Given text:

* Start *

On Sun, May 20, 2012 at 8:43 PM, Nilesh Govindrajan
<[email protected]> wrote:
> On Mon, May 21, 2012 at 1:17 AM, Alan McKinnon <[email protected]> 
> wrote:
>>> Slow connection. See my previous reply to the list. I'm using pdnsd,
>>> which can persist records and has every damn feature I wanted.
>>>
>>
>> Fair enough, but consider this:
>>
>> If your connection is slow, the only thing you speeded up is the DNS
>> lookups. Thereafter, everything else is still as slow as it ever was.
>> And if you feel the need to speed up DNS lookups then the odds are very
>> good that "everything else" is too slow i.e. not exactly usable.
>>
>> We get this a lot from our customers too, and the advise we give them
>> is to look closely at their traffic throttling. In almost every case
>> all UDP traffic has had the living crap throttled out of it somewhere
>> by folk that don't really think things through, severely affecting
>> dns and ntp as well as AV streaming.
>>
>> Throttled DNS rapidly gets out of hand, IIRC the last time we did some
>> measurements it only takes around 5% of dns lookups to go wonky for the
>> situation to rapidly spiral out of control - when dns fails the cache
>> will try a TCP lookup and that's like wading through molasses.

* End *

Requirement a: Transcribe from the email exchange above the part that opens with the words containing "On Sun, May" and closes with "feature I wanted.".

Excerpted records:
* Start *

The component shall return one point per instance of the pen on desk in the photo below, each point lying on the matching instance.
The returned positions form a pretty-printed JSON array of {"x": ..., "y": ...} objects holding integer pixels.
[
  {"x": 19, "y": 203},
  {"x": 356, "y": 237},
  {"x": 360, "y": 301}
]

* End *

Requirement b: Report how many lines of the records contain the string "each", treating case as significant, and give only the number.

Task solution a:
On Sun, May 20, 2012 at 8:43 PM, Nilesh Govindrajan
<[email protected]> wrote:
> On Mon, May 21, 2012 at 1:17 AM, Alan McKinnon <[email protected]> 
> wrote:
>>> Slow connection. See my previous reply to the list. I'm using pdnsd,
>>> which can persist records and has every damn feature I wanted.

Task solution b: 1